- **Short problem**:
In the text below on algorithmic trading, what is testing a new algorithm on historical data before deploying it live called?

- **Text**:
— START —
Consider the scenario of the stocks and the stock markets. Everyday, millions of people trade equities and commodities on various exchanges across the globe. These processes are being technically equipped, and a majority of the functions are being automated. Algorithmic trading represents one such area of interest for brokerage firms.

### Understanding divide and conquer method using stock price optimization problem

Algorithmic trading involves coming up with new algorithms to predict the future price of a stock or commodity. However, before deploying it live, it is tested on historical data. This is called back-testing.

If the returns are comparable to the maximum possible profit during back-testing, then the algorithm is considered stable. On the other hand, if the returns are not close to the maximum potential profit, they are not yet ready to be deployed. This article will consider the algorithm to find the maximum possible profit given a list of historical prices.

### Background

We are given a list of historical prices over a specific period. Given the list, we will compute the maximum possible profit from the historical prices. One can perform either a BUY transaction or a SELL transaction at a given timestamp. The total number of buying and selling operations that can be executed is not limited.
— END —
- **Information provided**:
— START —
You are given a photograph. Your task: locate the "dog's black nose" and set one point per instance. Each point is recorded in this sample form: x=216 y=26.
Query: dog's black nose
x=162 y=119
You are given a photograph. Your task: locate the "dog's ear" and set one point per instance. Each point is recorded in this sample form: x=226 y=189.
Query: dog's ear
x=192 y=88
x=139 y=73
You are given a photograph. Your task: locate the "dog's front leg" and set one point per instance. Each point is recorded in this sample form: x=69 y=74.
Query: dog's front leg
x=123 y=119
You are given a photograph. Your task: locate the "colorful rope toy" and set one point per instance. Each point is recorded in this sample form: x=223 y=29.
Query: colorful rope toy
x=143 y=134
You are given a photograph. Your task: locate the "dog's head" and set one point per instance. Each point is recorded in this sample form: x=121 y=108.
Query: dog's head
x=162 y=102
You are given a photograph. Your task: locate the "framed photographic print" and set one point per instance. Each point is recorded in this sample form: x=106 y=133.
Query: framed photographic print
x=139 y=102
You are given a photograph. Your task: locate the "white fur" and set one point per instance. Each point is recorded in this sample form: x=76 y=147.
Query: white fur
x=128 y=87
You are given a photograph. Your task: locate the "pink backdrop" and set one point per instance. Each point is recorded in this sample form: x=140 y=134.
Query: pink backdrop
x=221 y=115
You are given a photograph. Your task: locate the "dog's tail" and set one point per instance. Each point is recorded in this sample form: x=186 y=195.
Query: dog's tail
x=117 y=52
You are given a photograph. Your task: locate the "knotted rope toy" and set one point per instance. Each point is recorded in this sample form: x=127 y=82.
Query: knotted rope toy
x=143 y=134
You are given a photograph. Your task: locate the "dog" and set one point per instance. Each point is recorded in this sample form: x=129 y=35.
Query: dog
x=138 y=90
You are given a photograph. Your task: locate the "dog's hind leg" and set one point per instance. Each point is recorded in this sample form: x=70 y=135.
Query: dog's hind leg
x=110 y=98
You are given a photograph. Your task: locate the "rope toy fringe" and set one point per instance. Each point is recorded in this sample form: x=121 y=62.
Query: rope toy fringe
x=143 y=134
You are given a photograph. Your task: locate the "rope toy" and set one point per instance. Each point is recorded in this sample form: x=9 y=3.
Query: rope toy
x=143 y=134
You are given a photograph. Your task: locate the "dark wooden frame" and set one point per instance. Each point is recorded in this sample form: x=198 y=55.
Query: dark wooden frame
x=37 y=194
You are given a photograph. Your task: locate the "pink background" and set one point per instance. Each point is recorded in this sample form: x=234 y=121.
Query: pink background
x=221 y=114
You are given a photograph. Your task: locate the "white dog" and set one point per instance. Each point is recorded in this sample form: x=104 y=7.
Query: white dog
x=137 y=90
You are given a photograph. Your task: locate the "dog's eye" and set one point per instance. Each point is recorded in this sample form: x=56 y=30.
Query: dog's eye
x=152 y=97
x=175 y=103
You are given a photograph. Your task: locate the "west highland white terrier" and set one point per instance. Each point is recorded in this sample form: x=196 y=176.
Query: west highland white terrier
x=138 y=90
— END —
- **Response for this exercise**:
Back-testing.